Multi-Modal (Image + Audio)

curl -X POST "http://localhost:8080/generate" \
  -H "Content-Type: application/json" \
  -d '{
    "model": "mlx-community/gemma-3n-E2B-it-4bit",
    "messages": [
      {
        "role": "user",
        "content": [
          {"type": "input_image", "image_url": "/path/to/image.jpg"},
          {"type": "input_audio", "input_audio": "/path/to/audio.wav"}
        ]
      }
    ],
    "max_tokens": 100
  }'

Responses Endpoint

curl -X POST "http://localhost:8080/responses" \
  -H "Content-Type: application/json" \
  -d '{
    "model": "mlx-community/Qwen2-VL-2B-Instruct-4bit",
    "messages": [
      {
        "role": "user",
        "content": [
          {"type": "input_text", "text": "What is in this image?"},
          {"type": "input_image", "image_url": "/path/to/image.jpg"}
        ]
      }
    ],
    "max_tokens": 100
  }'

Request Parameters

model: Model identifier (required)
messages: Chat messages for chat/OpenAI endpoints
max_tokens: Maximum tokens to generate
temperature: Sampling temperature
top_p: Top-p sampling parameter
top_k: Top-k sampling cutoff
min_p: Min-p sampling threshold
repetition_penalty: Penalty applied to repeated tokens
stream: Enable streaming responses

Activation Quantization (CUDA)

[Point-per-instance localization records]

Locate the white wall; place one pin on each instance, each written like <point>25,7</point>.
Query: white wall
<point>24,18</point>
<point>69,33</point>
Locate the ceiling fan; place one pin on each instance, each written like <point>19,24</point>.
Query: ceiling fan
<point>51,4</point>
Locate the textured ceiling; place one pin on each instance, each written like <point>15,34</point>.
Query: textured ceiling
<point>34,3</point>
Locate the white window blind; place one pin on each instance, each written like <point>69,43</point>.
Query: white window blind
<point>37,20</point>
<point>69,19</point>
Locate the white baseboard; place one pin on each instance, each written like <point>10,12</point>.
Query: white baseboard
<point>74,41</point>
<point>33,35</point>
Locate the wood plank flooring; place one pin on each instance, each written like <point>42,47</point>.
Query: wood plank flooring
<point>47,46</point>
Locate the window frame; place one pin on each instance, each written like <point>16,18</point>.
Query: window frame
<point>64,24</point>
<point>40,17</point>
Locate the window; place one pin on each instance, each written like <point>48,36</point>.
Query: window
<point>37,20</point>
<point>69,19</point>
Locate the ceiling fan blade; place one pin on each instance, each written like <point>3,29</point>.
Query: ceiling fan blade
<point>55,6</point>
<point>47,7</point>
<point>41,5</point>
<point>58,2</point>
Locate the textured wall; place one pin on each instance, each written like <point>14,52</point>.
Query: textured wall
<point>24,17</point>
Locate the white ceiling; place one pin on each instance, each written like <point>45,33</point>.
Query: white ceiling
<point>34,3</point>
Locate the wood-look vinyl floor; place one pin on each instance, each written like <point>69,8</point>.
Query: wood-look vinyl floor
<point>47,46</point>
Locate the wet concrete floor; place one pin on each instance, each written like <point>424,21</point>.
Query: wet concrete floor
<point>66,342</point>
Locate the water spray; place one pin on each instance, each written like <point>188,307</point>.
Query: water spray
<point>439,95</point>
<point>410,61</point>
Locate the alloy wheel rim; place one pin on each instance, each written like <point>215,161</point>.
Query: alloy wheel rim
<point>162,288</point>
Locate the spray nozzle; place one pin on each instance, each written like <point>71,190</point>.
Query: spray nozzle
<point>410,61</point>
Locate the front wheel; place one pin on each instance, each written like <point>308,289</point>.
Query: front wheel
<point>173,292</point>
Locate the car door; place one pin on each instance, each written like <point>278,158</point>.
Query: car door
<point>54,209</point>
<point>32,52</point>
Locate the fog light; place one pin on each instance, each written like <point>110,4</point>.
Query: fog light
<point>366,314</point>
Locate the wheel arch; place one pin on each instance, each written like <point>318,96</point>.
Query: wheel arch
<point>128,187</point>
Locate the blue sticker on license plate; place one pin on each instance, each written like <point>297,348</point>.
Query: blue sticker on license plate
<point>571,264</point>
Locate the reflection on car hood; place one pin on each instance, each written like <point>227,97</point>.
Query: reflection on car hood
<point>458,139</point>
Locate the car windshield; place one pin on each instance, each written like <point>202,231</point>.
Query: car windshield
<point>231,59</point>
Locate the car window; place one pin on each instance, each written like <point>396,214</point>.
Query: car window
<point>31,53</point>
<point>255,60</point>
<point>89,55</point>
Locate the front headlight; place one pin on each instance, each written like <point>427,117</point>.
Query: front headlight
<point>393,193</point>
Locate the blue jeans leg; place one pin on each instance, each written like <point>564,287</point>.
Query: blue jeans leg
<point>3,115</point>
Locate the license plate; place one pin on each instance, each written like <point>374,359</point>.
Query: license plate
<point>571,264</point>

==

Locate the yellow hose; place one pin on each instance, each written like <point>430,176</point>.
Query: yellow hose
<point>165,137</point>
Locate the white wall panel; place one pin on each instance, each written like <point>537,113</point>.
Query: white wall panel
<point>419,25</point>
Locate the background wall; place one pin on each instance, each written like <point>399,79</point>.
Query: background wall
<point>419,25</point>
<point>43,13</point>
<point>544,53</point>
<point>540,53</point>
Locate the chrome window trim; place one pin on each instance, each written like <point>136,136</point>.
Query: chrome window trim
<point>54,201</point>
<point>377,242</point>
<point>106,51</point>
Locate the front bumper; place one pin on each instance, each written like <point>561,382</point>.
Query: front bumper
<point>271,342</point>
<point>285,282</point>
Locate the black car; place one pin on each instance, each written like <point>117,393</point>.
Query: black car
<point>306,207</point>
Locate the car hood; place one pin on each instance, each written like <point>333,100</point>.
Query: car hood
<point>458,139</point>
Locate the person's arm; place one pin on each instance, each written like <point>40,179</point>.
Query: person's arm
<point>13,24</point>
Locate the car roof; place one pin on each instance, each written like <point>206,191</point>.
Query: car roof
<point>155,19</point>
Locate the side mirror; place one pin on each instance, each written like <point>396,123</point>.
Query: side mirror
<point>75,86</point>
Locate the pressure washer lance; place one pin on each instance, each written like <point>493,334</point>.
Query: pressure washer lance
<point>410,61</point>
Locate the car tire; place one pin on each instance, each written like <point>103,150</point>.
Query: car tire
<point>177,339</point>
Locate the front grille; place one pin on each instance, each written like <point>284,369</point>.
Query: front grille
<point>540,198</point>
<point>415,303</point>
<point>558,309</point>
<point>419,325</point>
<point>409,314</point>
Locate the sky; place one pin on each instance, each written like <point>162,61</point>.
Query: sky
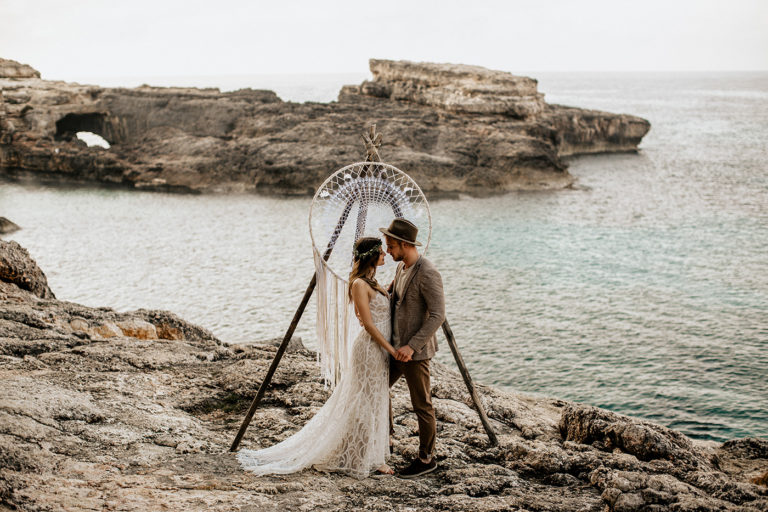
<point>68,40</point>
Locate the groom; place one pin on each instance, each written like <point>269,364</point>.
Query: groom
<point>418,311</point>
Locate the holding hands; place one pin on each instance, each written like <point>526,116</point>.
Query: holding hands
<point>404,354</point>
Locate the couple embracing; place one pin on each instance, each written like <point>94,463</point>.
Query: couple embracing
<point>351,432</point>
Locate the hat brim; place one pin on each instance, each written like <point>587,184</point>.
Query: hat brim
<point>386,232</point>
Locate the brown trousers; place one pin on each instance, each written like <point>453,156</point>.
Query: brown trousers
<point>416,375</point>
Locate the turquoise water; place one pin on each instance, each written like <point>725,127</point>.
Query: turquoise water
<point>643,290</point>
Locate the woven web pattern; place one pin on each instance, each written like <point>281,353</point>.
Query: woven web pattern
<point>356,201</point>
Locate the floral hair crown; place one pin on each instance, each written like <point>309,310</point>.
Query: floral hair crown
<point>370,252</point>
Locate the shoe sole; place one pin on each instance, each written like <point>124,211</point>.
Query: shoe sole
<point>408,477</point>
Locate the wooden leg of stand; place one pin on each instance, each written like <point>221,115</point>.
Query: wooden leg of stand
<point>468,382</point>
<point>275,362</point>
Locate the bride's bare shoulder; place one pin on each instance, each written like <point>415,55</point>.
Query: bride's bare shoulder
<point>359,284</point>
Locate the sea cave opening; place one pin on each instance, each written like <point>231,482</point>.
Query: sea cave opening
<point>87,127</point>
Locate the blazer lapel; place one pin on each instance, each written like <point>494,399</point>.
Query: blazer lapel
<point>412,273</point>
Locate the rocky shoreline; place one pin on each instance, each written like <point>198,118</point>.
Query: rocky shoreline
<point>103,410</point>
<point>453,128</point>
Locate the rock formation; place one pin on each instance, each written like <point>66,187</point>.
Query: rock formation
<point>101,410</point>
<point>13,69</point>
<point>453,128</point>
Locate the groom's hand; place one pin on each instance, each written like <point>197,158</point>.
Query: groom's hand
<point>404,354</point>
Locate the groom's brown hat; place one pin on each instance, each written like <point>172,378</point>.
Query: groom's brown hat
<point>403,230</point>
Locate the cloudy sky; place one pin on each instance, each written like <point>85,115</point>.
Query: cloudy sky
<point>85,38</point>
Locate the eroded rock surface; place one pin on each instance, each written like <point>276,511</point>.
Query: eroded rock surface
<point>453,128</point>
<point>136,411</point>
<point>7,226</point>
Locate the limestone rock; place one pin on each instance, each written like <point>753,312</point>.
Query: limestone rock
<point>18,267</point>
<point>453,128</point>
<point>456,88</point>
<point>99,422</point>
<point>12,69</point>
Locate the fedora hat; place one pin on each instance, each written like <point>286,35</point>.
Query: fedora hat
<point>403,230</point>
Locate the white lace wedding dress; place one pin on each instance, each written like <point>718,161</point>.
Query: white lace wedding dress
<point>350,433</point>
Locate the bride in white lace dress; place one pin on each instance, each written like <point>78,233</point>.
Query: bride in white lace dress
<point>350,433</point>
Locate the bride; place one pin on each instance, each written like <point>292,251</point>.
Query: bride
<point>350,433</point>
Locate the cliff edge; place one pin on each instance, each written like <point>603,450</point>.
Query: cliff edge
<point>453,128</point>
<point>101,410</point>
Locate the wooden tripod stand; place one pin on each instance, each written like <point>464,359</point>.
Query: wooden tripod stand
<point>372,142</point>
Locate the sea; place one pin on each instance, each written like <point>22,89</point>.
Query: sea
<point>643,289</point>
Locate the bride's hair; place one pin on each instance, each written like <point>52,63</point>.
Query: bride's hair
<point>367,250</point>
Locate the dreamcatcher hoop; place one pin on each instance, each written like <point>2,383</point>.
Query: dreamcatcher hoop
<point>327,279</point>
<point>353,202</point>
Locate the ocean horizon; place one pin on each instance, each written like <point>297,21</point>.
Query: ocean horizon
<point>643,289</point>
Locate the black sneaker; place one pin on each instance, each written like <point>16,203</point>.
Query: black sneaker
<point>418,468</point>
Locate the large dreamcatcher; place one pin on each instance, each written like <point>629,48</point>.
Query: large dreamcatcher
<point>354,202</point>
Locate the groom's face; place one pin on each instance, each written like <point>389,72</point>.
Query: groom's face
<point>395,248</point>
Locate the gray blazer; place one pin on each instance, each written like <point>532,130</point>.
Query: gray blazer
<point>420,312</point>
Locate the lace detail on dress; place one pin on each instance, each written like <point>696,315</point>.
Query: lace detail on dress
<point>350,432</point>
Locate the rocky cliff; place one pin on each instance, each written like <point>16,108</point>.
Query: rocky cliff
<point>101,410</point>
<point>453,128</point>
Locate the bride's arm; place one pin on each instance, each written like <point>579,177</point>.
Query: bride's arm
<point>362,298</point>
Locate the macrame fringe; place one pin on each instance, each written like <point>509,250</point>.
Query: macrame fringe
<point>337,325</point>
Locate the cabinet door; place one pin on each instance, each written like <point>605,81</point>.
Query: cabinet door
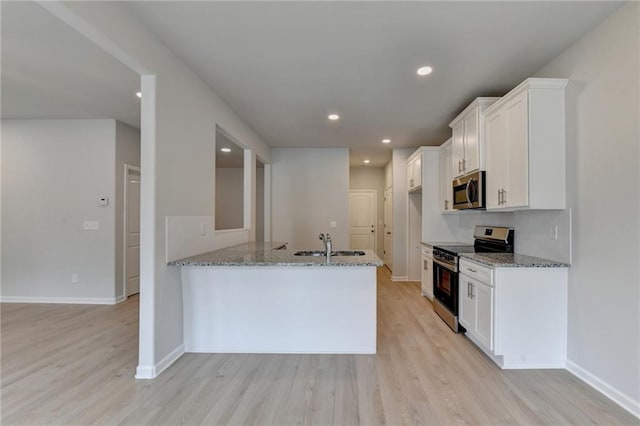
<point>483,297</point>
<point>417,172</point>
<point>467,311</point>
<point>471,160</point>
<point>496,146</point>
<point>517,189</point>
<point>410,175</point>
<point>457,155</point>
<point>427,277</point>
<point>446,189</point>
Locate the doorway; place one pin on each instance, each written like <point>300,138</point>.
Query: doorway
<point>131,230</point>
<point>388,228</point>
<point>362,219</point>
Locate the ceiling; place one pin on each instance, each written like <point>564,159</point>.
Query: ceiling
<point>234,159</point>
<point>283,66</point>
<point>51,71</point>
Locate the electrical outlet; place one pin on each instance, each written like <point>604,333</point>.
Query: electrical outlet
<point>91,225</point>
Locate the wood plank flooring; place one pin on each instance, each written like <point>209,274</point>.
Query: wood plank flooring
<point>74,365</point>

---

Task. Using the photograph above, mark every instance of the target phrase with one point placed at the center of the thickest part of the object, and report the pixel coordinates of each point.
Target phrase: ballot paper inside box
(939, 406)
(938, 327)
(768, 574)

▶ _Exercise_
Copy the API request excerpt in full, reproducing every line without change. The records are not needed for this work.

▶ _Answer to this exercise_
Multi-Modal (Image + Audio)

curl -X POST "http://localhost:8080/generate" \
  -H "Content-Type: application/json" \
  -d '{
    "model": "mlx-community/gemma-3n-E2B-it-4bit",
    "messages": [
      {
        "role": "user",
        "content": [
          {"type": "input_image", "image_url": "/path/to/image.jpg"},
          {"type": "input_audio", "input_audio": "/path/to/audio.wav"}
        ]
      }
    ],
    "max_tokens": 100
  }'

Responses Endpoint

curl -X POST "http://localhost:8080/responses" \
  -H "Content-Type: application/json" \
  -d '{
    "model": "mlx-community/Qwen2-VL-2B-Instruct-4bit",
    "messages": [
      {
        "role": "user",
        "content": [
          {"type": "input_text", "text": "What is in this image?"},
          {"type": "input_image", "image_url": "/path/to/image.jpg"}
        ]
      }
    ],
    "max_tokens": 100
  }'

Request Parameters

model: Model identifier (required)
messages: Chat messages for chat/OpenAI endpoints
max_tokens: Maximum tokens to generate
temperature: Sampling temperature
top_p: Top-p sampling parameter
top_k: Top-k sampling cutoff
min_p: Min-p sampling threshold
repetition_penalty: Penalty applied to repeated tokens
stream: Enable streaming responses

Activation Quantization (CUDA)